THE PROBLEM: Please lay out the listing below as a Markdown table with a Row column for the row number and a Line column for the text, starting at the line containing "Exercise. Mark the rain-spattered" and ending at the line containing "pixel 75 107". Include only those lines, and leave out any blank ones.

BEGIN DATASET ROWS

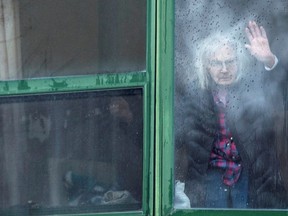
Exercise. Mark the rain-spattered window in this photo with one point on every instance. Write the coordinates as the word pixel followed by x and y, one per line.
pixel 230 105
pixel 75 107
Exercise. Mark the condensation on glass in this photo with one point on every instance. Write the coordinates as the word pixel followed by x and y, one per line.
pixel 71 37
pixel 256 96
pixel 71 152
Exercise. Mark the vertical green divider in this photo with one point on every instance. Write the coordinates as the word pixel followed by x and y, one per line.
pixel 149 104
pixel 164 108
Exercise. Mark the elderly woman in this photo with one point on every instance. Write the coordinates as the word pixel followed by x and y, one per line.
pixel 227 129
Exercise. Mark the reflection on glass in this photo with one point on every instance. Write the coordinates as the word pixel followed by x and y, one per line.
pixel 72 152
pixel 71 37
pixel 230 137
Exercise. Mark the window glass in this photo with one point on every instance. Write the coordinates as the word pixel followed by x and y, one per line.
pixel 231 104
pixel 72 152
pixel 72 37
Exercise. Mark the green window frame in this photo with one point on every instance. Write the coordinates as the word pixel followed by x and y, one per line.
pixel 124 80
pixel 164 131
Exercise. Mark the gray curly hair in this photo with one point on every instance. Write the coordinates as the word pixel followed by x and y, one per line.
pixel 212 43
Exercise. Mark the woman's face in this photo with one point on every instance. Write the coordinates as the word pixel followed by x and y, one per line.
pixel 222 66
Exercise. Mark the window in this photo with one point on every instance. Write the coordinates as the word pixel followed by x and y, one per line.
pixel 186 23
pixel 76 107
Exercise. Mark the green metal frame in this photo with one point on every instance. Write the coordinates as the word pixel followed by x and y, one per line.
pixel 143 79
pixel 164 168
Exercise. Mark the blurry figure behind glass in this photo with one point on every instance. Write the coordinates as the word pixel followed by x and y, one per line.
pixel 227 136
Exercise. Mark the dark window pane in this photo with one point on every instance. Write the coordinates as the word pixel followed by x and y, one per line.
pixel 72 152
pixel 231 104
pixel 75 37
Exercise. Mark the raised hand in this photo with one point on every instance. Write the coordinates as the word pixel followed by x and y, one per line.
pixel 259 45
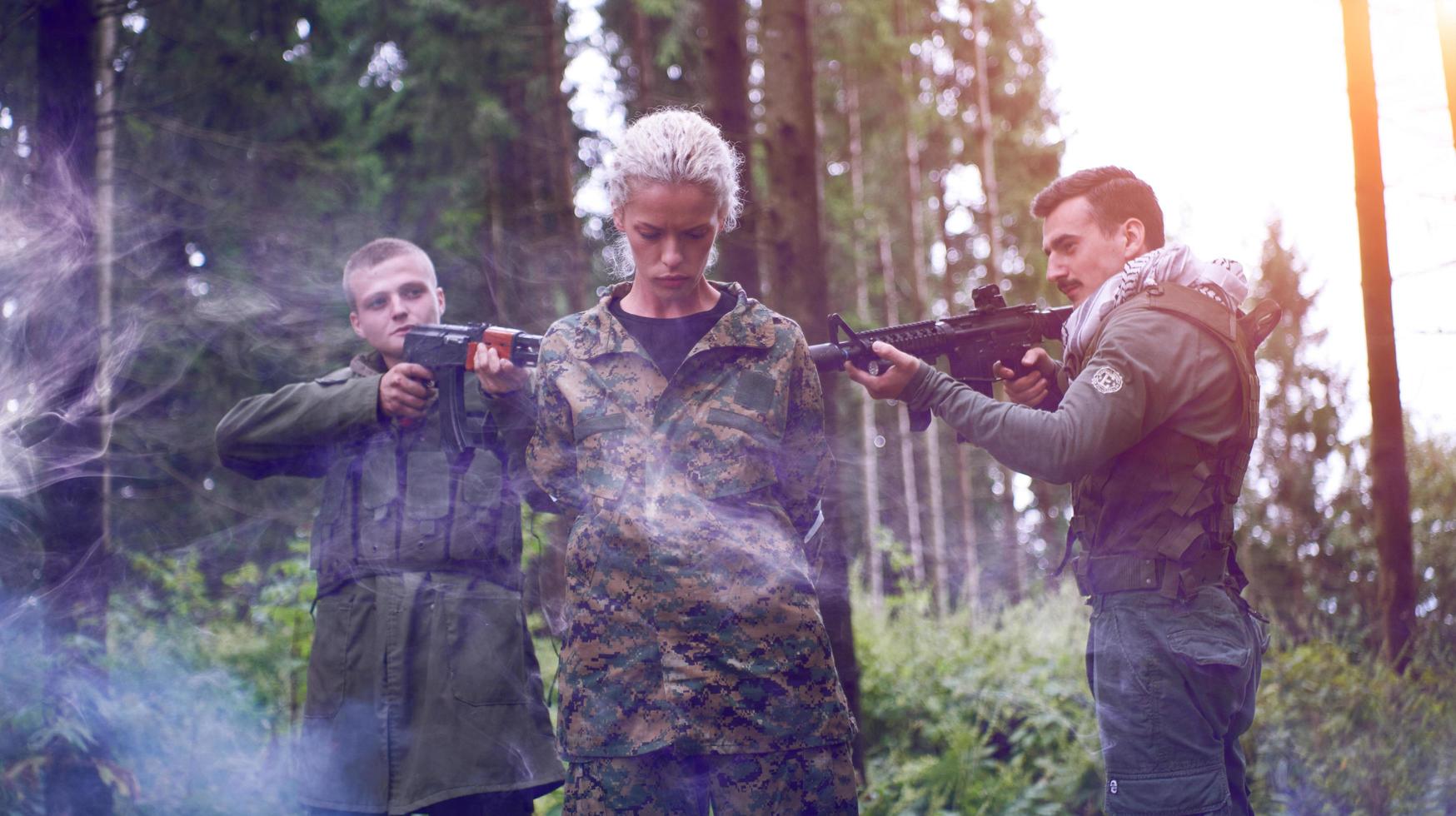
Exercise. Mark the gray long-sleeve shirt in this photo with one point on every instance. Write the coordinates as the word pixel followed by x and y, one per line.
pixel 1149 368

END DATASET ROWS
BEGIN DATASET ROWS

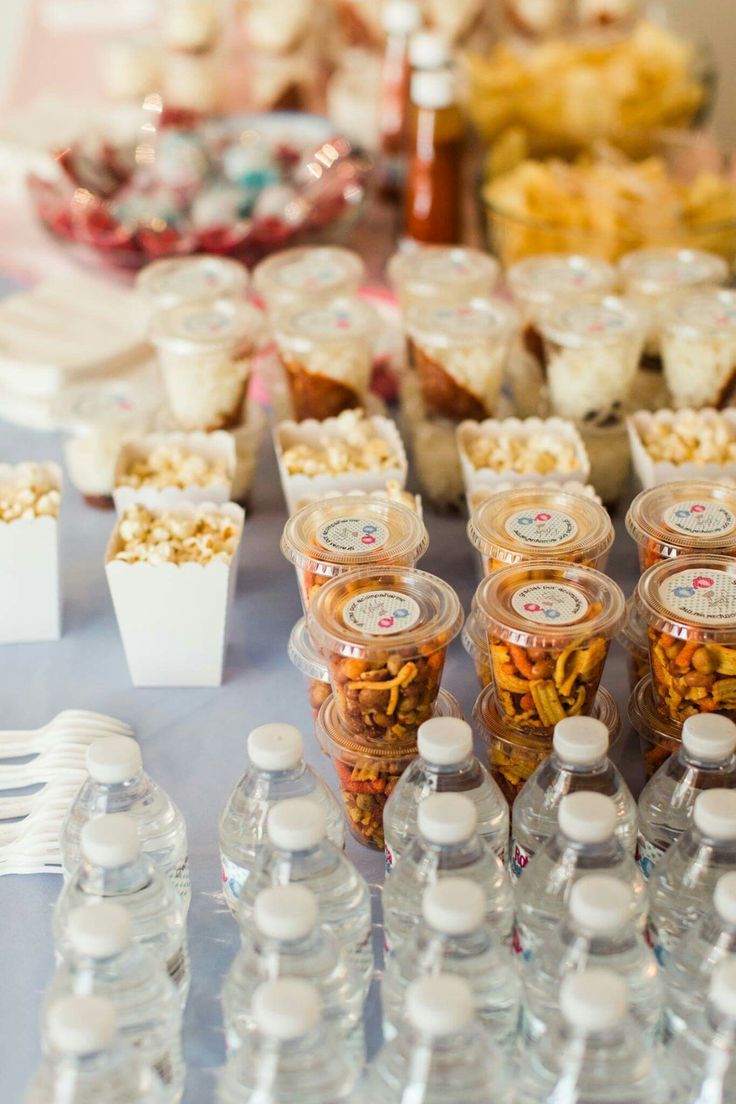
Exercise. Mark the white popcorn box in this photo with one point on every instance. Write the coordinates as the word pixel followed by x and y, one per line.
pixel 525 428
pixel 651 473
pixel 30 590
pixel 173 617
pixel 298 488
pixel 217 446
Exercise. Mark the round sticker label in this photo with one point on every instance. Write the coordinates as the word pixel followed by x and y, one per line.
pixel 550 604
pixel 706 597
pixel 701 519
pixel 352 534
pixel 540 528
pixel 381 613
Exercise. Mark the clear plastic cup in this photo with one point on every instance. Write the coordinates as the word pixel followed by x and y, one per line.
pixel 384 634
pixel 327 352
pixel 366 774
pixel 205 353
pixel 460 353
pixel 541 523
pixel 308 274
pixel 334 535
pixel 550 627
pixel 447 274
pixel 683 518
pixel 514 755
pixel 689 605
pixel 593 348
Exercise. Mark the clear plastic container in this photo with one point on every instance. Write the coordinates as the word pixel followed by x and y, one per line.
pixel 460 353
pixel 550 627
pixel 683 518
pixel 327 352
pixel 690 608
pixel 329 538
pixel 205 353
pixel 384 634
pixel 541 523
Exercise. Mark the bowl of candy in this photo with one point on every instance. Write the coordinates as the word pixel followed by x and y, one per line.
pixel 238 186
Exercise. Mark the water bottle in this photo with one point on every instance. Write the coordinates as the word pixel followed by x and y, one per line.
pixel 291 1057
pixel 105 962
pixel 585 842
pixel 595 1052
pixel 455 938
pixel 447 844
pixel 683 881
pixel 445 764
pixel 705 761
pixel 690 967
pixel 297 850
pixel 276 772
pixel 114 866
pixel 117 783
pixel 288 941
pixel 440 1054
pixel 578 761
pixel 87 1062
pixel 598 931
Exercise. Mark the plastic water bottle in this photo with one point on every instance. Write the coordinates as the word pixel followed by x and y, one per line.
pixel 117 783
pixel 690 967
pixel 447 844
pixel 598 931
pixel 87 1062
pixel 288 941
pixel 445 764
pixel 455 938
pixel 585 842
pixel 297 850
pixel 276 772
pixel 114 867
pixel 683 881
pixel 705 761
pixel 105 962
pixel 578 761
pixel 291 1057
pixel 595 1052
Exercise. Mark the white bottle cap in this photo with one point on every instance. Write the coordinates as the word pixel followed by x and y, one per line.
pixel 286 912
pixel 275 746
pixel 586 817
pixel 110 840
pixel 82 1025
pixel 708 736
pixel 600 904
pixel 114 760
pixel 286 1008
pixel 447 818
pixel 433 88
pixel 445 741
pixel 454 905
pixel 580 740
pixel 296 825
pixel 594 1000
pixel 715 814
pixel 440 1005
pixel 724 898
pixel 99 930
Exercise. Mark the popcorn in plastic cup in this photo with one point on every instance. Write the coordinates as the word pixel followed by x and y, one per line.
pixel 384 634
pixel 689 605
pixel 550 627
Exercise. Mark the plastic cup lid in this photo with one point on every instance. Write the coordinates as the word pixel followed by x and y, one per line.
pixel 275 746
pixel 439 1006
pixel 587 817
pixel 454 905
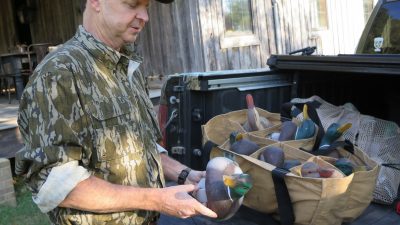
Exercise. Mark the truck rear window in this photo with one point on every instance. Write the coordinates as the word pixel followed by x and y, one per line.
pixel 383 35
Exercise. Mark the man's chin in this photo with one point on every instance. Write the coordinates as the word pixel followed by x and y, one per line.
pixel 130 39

END DATASET ROWS
BEGIN DATASET ROWS

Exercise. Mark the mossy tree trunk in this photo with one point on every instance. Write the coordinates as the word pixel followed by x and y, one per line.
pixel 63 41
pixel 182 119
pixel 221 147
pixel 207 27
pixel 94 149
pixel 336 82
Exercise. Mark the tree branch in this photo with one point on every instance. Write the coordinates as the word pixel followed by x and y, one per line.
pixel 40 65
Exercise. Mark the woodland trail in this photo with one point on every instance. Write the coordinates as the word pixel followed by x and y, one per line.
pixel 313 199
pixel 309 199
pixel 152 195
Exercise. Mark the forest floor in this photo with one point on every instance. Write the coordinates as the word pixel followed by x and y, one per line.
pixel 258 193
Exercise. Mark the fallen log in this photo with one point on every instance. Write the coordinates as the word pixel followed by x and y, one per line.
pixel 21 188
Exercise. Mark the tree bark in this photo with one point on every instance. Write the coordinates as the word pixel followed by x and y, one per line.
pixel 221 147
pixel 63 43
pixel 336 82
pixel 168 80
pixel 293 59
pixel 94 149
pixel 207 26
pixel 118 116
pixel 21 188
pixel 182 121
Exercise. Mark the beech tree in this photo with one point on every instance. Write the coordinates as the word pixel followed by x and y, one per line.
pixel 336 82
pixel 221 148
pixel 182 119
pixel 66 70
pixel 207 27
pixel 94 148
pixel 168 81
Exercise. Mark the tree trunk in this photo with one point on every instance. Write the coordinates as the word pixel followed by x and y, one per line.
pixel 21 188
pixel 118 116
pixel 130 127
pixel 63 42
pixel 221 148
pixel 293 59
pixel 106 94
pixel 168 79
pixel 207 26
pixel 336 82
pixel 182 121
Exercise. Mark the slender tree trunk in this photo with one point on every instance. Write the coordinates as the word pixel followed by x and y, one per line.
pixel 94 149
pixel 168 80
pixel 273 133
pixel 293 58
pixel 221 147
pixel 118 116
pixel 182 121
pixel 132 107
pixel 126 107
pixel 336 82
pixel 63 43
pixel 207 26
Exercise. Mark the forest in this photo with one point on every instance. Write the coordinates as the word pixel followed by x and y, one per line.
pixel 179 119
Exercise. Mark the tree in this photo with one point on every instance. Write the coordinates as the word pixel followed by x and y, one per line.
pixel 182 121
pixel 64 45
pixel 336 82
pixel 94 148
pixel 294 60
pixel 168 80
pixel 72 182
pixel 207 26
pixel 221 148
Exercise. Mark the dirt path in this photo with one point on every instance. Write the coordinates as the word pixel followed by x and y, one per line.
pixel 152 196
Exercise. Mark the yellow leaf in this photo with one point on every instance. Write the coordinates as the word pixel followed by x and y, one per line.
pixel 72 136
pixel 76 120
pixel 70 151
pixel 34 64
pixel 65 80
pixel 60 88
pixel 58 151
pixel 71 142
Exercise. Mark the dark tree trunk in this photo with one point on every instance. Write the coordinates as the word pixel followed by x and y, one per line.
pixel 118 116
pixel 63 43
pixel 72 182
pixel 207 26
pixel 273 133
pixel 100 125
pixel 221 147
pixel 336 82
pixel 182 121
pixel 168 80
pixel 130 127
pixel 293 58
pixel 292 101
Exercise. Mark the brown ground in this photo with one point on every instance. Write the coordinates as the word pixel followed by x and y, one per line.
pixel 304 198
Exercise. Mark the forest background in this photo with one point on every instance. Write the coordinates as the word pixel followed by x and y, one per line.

END DATASET ROWS

TASK SOLUTION:
| Row | Line |
|---|---|
| 1 | Exercise. Mark the rain-spattered window in this photo with one point on every instance. Write the coordinates as the word pixel followed by x and y, one per line. |
| 2 | pixel 230 105 |
| 3 | pixel 75 107 |